::: Extracted text :::

A more sophisticated analysis might involve counting the number of instances a tuple appears.  Here we count $(color,value)$ tuples.

In [23]:
heroes.groupby(['color', 'first_season']).size()

color  first_season
black  2               1
       3               1
blue   3               1
green  1               1
red    1               1
       2               1
dtype: int64

This returns a series that has been multi-indexed.  We'll eschew this topic for now.  To get a data frame back, we'll use the `reset_index` method, which also allows us to simulataneously name the new column.

In [None]:
heroes.groupby(['color', 'first_season']).size().reset_index(name='count')

### Joining Tables on One Column

Suppose we have another table that classifies superheroes into their respective teams.  Note that `canary` is not in this data set and that `killer frost` and `speedy` are additions that aren't in the original `heroes` set.

For simplicity of the example, we'll convert the index of the `heroes` data frame into an explicit column called `hero`.  A careful examination of the [documentation](http://pandas.pydata.org/pandas-docs/version/0.19.1/generated/pandas.DataFrame.merge.html) will reveal that joining on a mixture of the index and columns is possible.

In [None]:
heroes['hero'] = heroes.index
heroes

#### Inner Join

The inner join below returns rows representing the heroes that appear in both data frames.

In [None]:
pd.merge(heroes, teams, how='inner', on='hero')

#### Left and right join
The left join returns rows representing heroes in the `ex` ("left") data frame, augmented by information found in the `teams` data frame.  Its counterpart, the right join, would return heroes in the `teams` data frame.  Note that the `team` for hero `canary` is an `NaN` value, representing missing data.

In [None]:
pd.merge(heroes, teams, how='left', on='hero')

#### Outer join

An outer join on `hero` will return all heroes found in both the left and right data frames.  Any missing values are filled in with `NaN`.

In [None]:
pd.merge(heroes, teams, how='outer', on='hero')

#### More than one match?

If the values in the columns to be matched don't uniquely identify a row, then a cartesian product is formed in the merge.  For example, notice that `firestorm` has two different egos, so information from `heroes` had to be duplicated in the merge, once for each ego.

In [None]:
pd.merge(heroes, identities, how='inner', 
         left_on='hero', right_on='alter-ego')

### Missing Values

As shown in lecture, there are a multitude of reasons why a data set might have missing values.  The current implementation of Pandas uses the numpy NaN to represent these null values (older implementations even used `-inf` and `inf`).  Future versions of Pandas might implement a true `null` value---keep your eyes peeled for this in updates!  More information can be found (http://pandas.pydata.org/pandas-docs/stable/missing_data.html)[here].

Because of the specialness of missing values, they merit their own set of tools.  For this lab, we will focus on detection.  For replacement, see the docs.

In [None]:
x = np.nan
y = pd.merge(heroes, teams, how='outer', on='hero')['first_season']
y

To check if a value is null, we use the `isnull()` method for series and data frames.  Alternatively, there is a `pd.isnull()` function as well.

In [None]:
x.isnull() # won't work since x is neither a series nor a data frame

In [None]:
pd.isnull(x)

In [None]:
y.isnull()

In [None]:
pd.isnull(y)

::: Supplied information :::

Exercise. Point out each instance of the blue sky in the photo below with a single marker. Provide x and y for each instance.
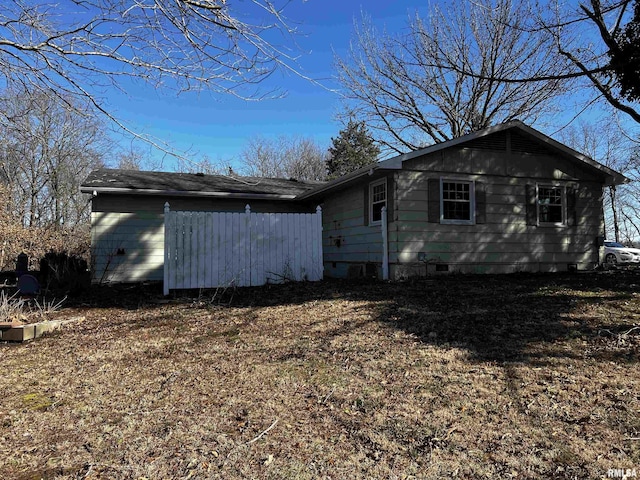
(220, 125)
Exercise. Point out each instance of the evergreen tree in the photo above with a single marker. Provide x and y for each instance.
(352, 149)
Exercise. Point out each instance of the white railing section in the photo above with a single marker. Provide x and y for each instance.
(222, 249)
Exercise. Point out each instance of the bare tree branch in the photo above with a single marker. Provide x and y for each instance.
(415, 89)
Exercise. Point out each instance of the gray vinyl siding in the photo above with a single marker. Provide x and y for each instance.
(346, 238)
(504, 242)
(127, 232)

:::

• _What to do_:
Quote the stretch of the pandas tutorial from "#### Inner Join" through "teams, how='inner', on='hero')".

• _Worked solution_:
#### Inner Join

The inner join below returns rows representing the heroes that appear in both data frames.

In [None]:
pd.merge(heroes, teams, how='inner', on='hero')